Supplied passage:

┌──

Teacher’s Voice
The story of Ho-lap Sam, lifelong learner
When colleague Selina Sam told me about her grandfather, I was deeply moved by Ho-lap Sam’s challenges since graduating in 1930 from Saigon’s Chinese high school in Vietnam, at the age of fifteen.
Despite adversities, Ho-lap found something new to learn every day by turning obstacles into opportunities and solutions.
Born in Saigon as the youngest of four children, Ho-lap always wanted to see the world beyond Vietnam.
Brothers Ho-king and Ho-ly were editors of a Chinese newspaper press. Although happy to give Ho-lap an apprenticeship in printing, they weren’t looking for an editor-in-training.
Meanwhile, sixteen-year-old sister Sai-sai was marrying Kwok-wing Lee, a businessman in Canton, China. A year before, twenty-one-year-old Kwok-wing had fallen in love with Sai-sai while visiting the Sam family as Ho-king’s pen pal.
One hot day in July 1930, Sai-sai boarded the train for Canton, escorted by Ho-lap and four girl cousins. “Ho-lap, when we arrive in China, my husband’s taking you on as an apprentice in international trade. There’re lots of opportunities in his family business.”
Excited and grateful, Ho-lap promised Sai-sai he’d learn everything he could from Kwok-wing.
In Canton, the Lee family had three girls and seven boys. Today, Kwok-wing, the oldest was welcoming his bride from Saigon. The sixth and seventh boys, Kwok-sun and Kwok-man, were sixteen and fifteen, the same ages as Sai-sai and Ho-lap.
When Ho-lap asked the boys about their schools, they both snapped, “We don’t like school!”
Trying to be friendly, Ho-lap said, “I’ve just finished high school. I’ll be an apprentice in your family business.”
“Oh no you won’t!”, sneered Kwok-sun. Brandishing a menacing handgun, Kwok-man smirked, “An apprentice in our family? You’re not one of us. Get out of here – tonight!”
Horrified by such hostility and violence, Ho-lap split right after dinner, leaving an apologetic letter for Sai-sai who had meant so well. The night train took him seventy-six miles south to British Hong Kong, where he looked for work the next day. Walking into a financial service with an “Actuary Wanted” sign, he impressed everyone with impeccable Chinese and perfect calculations on the abacus*.

└──

Set task 1: Say whether each statement agrees with the story of Ho-lap Sam. For each, answer yes or no and quote the words of the story that decide it: (a) Ho-lap was the youngest of four children. (b) From Canton, Ho-lap took a train north to Hong Kong. (c) Kwok-wing first visited the Sam family as Ho-king's pen pal.
Set task 2: Update the stretch of the story of Ho-lap Sam from "Teacher’s Voice" through "world beyond Vietnam.", replacing "Saigon" with "Hanoi".

Provided material:

┌──

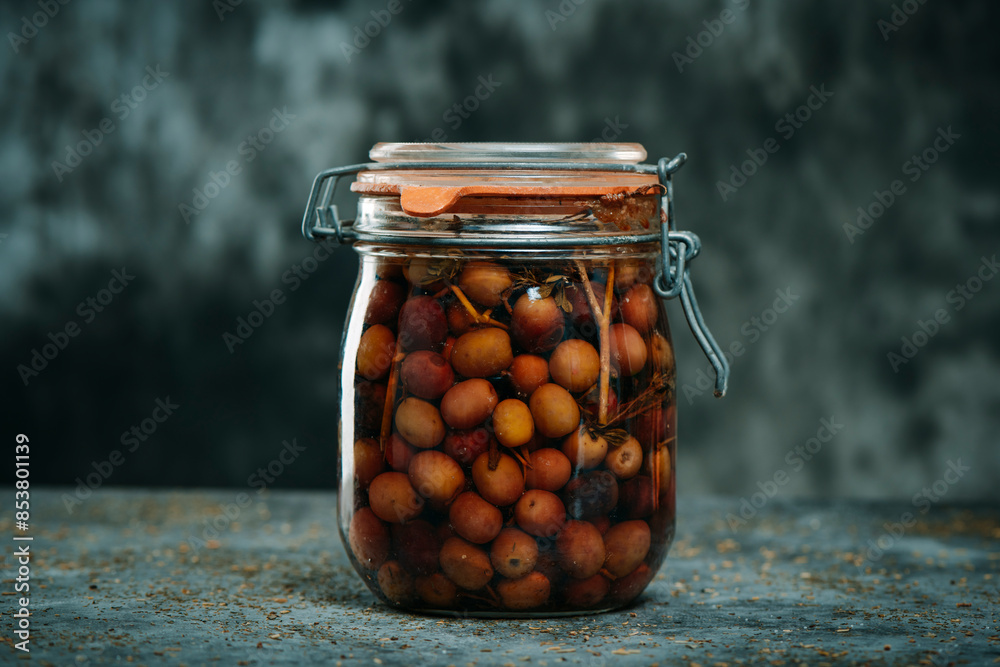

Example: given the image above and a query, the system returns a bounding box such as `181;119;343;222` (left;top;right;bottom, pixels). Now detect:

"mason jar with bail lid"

└──

Solution 1:
(a) Yes: "Born in Saigon as the youngest of four children"
(b) No: "The night train took him seventy-six miles south to British Hong Kong"
(c) Yes: "while visiting the Sam family as Ho-king’s pen pal"

Solution 2:
Teacher’s Voice
The story of Ho-lap Sam, lifelong learner
When colleague Selina Sam told me about her grandfather, I was deeply moved by Ho-lap Sam’s challenges since graduating in 1930 from Hanoi’s Chinese high school in Vietnam, at the age of fifteen.
Despite adversities, Ho-lap found something new to learn every day by turning obstacles into opportunities and solutions.
Born in Hanoi as the youngest of four children, Ho-lap always wanted to see the world beyond Vietnam.